Exercise goal: Your answer must contain only the lines from the one containing "Every instance of the yellow" through the end of the entries below, reproduced character for character.

Excerpted data:
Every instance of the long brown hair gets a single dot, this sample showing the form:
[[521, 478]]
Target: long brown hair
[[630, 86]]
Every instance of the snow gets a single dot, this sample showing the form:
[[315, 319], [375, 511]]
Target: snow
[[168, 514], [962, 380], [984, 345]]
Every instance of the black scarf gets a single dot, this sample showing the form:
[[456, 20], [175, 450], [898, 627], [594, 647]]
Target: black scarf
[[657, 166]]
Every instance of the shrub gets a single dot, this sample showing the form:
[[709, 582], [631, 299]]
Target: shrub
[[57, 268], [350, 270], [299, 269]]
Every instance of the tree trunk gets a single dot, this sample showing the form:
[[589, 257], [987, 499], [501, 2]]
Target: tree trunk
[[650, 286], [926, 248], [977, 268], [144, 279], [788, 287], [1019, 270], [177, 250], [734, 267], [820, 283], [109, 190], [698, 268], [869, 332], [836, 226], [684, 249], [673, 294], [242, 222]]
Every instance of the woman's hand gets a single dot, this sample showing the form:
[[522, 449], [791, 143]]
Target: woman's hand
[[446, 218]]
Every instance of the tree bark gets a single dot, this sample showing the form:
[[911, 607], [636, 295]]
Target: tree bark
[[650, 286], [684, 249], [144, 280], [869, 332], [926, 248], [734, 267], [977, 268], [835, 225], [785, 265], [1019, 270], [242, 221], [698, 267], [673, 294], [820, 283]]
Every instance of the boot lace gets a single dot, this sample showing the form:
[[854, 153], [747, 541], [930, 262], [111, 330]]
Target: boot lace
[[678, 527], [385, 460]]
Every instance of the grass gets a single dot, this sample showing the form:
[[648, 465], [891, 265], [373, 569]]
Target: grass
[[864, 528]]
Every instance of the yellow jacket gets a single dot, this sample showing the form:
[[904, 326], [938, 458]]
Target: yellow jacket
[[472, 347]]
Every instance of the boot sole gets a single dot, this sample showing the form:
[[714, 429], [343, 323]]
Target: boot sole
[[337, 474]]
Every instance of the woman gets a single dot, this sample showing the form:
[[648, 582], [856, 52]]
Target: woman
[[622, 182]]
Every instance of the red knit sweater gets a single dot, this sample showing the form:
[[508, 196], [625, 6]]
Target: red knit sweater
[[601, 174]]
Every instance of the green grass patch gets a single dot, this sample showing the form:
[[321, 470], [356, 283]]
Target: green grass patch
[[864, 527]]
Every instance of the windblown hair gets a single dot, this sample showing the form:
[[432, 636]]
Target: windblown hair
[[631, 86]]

Exercise answer:
Every instance of the yellow jacket gets a single dot, this sample showing the form:
[[904, 326], [938, 458]]
Target: yellow jacket
[[472, 347]]
Every instance of the boot sole gets a single dot, this sample showing the form:
[[714, 429], [343, 323]]
Target: boot sole
[[337, 474]]
Every instance of the woman gets a single dot, this sample showing the form:
[[648, 582], [856, 52]]
Target: woman
[[622, 182]]
Every instance of the red knit sweater gets a single dot, this sample showing the form:
[[508, 196], [625, 6]]
Target: red knit sweater
[[601, 174]]
Every instance of the green grass patch gets a single dot, this sample showing the form:
[[321, 470], [356, 283]]
Target: green grass patch
[[864, 527]]
Every instance of the windblown hair gets a single dot, this sample showing the form:
[[432, 636]]
Target: windblown hair
[[631, 86]]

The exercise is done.